§ **DATA SHOWN**
————
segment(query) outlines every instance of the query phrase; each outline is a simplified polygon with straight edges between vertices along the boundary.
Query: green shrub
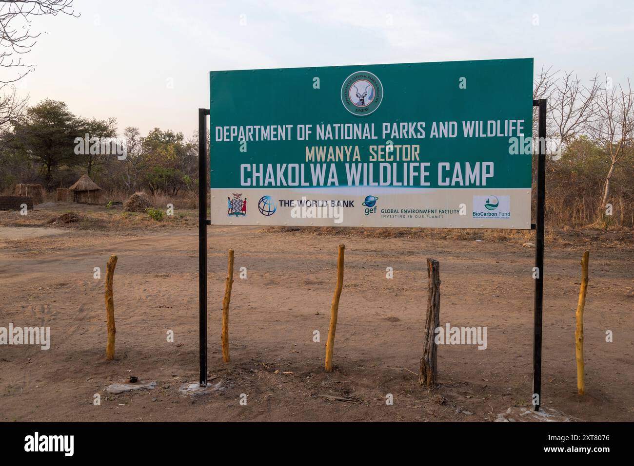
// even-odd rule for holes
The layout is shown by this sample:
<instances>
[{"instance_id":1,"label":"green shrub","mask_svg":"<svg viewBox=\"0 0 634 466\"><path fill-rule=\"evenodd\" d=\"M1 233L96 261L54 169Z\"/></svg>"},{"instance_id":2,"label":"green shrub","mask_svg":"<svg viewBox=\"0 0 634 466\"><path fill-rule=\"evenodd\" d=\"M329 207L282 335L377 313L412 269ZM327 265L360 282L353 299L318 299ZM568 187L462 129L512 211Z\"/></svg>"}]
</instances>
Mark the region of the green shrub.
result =
<instances>
[{"instance_id":1,"label":"green shrub","mask_svg":"<svg viewBox=\"0 0 634 466\"><path fill-rule=\"evenodd\" d=\"M156 220L157 222L160 222L163 220L164 214L163 211L159 209L155 209L153 207L150 207L145 210L145 211L148 213L148 217L152 218L153 220Z\"/></svg>"}]
</instances>

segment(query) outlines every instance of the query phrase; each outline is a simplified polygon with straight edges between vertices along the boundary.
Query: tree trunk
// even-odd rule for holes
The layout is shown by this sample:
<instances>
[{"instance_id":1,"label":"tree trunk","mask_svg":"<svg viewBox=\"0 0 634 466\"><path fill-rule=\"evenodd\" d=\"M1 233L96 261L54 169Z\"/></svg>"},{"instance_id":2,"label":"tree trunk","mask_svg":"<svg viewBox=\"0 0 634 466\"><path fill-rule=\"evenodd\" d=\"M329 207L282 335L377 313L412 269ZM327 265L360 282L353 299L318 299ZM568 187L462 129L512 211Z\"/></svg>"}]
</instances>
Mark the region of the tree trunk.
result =
<instances>
[{"instance_id":1,"label":"tree trunk","mask_svg":"<svg viewBox=\"0 0 634 466\"><path fill-rule=\"evenodd\" d=\"M434 341L435 331L440 327L440 264L427 258L427 316L423 336L424 348L420 358L418 383L429 389L437 385L438 373L437 348Z\"/></svg>"}]
</instances>

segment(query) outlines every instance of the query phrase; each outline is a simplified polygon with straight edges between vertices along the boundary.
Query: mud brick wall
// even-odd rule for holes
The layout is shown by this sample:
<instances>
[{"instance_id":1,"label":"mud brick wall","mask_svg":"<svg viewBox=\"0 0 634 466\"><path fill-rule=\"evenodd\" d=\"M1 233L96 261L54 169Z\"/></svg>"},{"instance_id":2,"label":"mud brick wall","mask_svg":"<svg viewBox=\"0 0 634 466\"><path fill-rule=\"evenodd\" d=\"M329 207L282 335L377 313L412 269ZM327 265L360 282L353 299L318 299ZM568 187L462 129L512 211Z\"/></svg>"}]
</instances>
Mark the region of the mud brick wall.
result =
<instances>
[{"instance_id":1,"label":"mud brick wall","mask_svg":"<svg viewBox=\"0 0 634 466\"><path fill-rule=\"evenodd\" d=\"M44 202L44 187L41 184L20 184L15 185L16 196L28 196L33 198L33 203L41 204Z\"/></svg>"},{"instance_id":2,"label":"mud brick wall","mask_svg":"<svg viewBox=\"0 0 634 466\"><path fill-rule=\"evenodd\" d=\"M20 210L22 204L26 204L29 210L33 210L33 198L28 196L0 196L0 210Z\"/></svg>"},{"instance_id":3,"label":"mud brick wall","mask_svg":"<svg viewBox=\"0 0 634 466\"><path fill-rule=\"evenodd\" d=\"M74 194L75 191L64 187L58 187L56 191L55 200L57 202L72 202Z\"/></svg>"}]
</instances>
————
§ **EXERCISE REQUIREMENTS**
Change "shrub" to "bush" in the material, starting with its first line and going on through the line with "Mark the region of the green shrub.", and give those lines back with nothing else altered. Leave the pictures out of your answer.

§ **SOLUTION FOR THIS PROBLEM**
segment(query) outlines every instance of the query phrase; each outline is a simplified polygon with straight edges between vertices along the boundary.
Query: green bush
// even-odd rule for holes
The layout is shown by this sample:
<instances>
[{"instance_id":1,"label":"green bush","mask_svg":"<svg viewBox=\"0 0 634 466\"><path fill-rule=\"evenodd\" d=\"M1 233L96 261L54 169Z\"/></svg>"},{"instance_id":2,"label":"green bush","mask_svg":"<svg viewBox=\"0 0 634 466\"><path fill-rule=\"evenodd\" d=\"M329 207L282 335L377 313L412 269ZM327 265L360 282L353 299L318 299ZM568 187L462 129L512 211Z\"/></svg>"}]
</instances>
Mark the region of the green bush.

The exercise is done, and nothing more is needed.